SOURCE PASSAGE >>
━━━━━━━━━━━━━━━━━━━━━━━━━━━━━━
My sense is that people have learned a fairly profound lesson about wanting to spend less time commuting, less time travelling, less time dressing up, and that a fair amount of that is going to be with us for some time to come. So, I think this is probably going to be somewhat egalitarian, in terms of economic geography. Fewer people are going to want to live and commute into New York or London. But those still are rather tentative guesses.
Creon Butler
Yeah, indeed. I mean, I hope very much we do hang onto at least some of the stuff we’ve learnt. But there’s, as well as the impacts on, if you like, as you say, on the use of technology and so on, we’ve also seen, say in the US, I think if you look at the IMF’s projection back in October, it was that by 2026, the US debt to GDP ratio would be up 25%, relative to what it would otherwise have been. So it’s an order of that magnitude.
Europe is significantly less, you know, about 10%, and obviously emerging economies and the poorest countries are basically very little at all. Do you worry much about that element of doubt? I mean, I notice, in your earlier discussion, your focus in terms of fiscal policy was on the impact on inflation rather than, you know, that it might create a, you know, additional debt. Just it’d be good to have your take on that.
Dr Lawrence Summers
Yeah, I think that I am probably less alarmed around fiscal sustainability issues than many of my friends. And I say that for a couple of kinds of reasons, the most important of which is the salience of debt service relative to debt stocks. You know, when the Maastricht criteria were adopted in, whenever they were in the early 1990s, the nominal interest rate in Germany was 9% and the real interest rate was about 5%. And people decided that 60% of GDP, as a debt ratio, and so, if you just apply the logic, at 3% as a real interest debt service cost was an acceptable level. Today, almost everywhere, real interest rates are negative, even if one chooses to use nominal interest rates, nominal interest rates, after their spike in the United States, are running in the twos, contrasted with that nine.
When I advised my daughter recently, on what kind of apartment she could buy, I did not think of the value of the debt in ratio to her income, nearly as saliently as I thought of the value of the debt relative to the house she was – to the apartment she was buying, and the value of the debt service relative to her income. And so, I think that if you look at fiscal sustainability, even on fairly pessimistic assumptions about interest rates going up, the flow-to-flow measure, or the stock relative to the debt stock relative to the relevant asset, which is the future present value of tax collections, does not look in an extremely unfavourable place.
━━━━━━━━━━━━━━━━━━━━━━━━━━━━━━
ACTIVITY 1 >> Retype the part of the debt discussion transcript that opens with the words containing "My sense is" and closes with "rather tentative guesses.".
ACTIVITY 2 >> Decide whether each statement agrees with the debt discussion transcript, answering yes or no and quoting the words that settle it: (a) Summers is less alarmed about fiscal sustainability than many of his friends. (b) Butler puts Europe's increase in the debt-to-GDP ratio at about 25%. (c) When the Maastricht criteria were adopted, Germany's nominal interest rate was 5%.
ACTIVITY 3 >> Carry on the debt discussion transcript from the point where it stops.
━━━━━━━━━━━━━━━━━━━━━━━━━━━━━━
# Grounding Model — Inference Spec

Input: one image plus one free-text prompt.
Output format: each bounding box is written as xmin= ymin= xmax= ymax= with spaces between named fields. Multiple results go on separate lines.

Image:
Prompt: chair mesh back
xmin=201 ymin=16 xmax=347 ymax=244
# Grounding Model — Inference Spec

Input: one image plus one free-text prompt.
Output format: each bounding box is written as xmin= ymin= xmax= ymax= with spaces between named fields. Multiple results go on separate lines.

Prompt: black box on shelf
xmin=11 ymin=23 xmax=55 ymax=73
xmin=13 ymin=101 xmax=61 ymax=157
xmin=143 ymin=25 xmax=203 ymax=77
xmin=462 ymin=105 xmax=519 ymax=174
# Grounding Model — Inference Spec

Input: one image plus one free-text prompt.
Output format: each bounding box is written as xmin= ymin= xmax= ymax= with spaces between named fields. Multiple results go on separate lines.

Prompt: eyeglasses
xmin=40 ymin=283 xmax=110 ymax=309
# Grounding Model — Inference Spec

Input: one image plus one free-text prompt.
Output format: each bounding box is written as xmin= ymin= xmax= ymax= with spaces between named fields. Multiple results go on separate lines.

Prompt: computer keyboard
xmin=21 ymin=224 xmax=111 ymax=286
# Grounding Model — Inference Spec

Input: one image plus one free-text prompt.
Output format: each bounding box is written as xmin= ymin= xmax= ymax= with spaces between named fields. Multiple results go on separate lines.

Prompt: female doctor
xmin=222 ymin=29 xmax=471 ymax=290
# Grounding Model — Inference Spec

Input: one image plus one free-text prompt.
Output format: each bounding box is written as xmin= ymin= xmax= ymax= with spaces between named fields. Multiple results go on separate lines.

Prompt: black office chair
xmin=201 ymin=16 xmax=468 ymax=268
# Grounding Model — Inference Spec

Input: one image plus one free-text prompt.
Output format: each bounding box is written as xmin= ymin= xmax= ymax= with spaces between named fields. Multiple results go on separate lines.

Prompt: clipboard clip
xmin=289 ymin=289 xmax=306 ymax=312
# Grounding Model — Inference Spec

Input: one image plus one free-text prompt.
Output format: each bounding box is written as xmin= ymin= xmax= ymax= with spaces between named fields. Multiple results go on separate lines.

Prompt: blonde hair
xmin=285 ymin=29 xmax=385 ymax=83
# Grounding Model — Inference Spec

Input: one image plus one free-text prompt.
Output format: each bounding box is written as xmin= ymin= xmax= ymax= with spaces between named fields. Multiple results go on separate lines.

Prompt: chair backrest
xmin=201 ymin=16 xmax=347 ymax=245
━━━━━━━━━━━━━━━━━━━━━━━━━━━━━━
WRITTEN ANSWER 1 >>
My sense is that people have learned a fairly profound lesson about wanting to spend less time commuting, less time travelling, less time dressing up, and that a fair amount of that is going to be with us for some time to come. So, I think this is probably going to be somewhat egalitarian, in terms of economic geography. Fewer people are going to want to live and commute into New York or London. But those still are rather tentative guesses.

WRITTEN ANSWER 2 >>
(a) Yes: "I am probably less alarmed around fiscal sustainability issues than many of my friends"
(b) No: "Europe is significantly less, you know, about 10%"
(c) No: "the nominal interest rate in Germany was 9% and the real interest rate was about 5%"

WRITTEN ANSWER 3 >>
I also think that for a nation, as for a family, it is important to look at what debt is being used for. And if debt is being used to finance public investment, that is a very different thing than if debt is being used or is being used to respond to a one-time transitory decline in income, that’s a very different thing, than if it’s being used to meet ordinary expenditures. For those reasons, my own view is much more oriented to concern about inflation and overheating, than it is to the concern about debt sustainability at this point. Though, obviously, that’s something that has to be monitored.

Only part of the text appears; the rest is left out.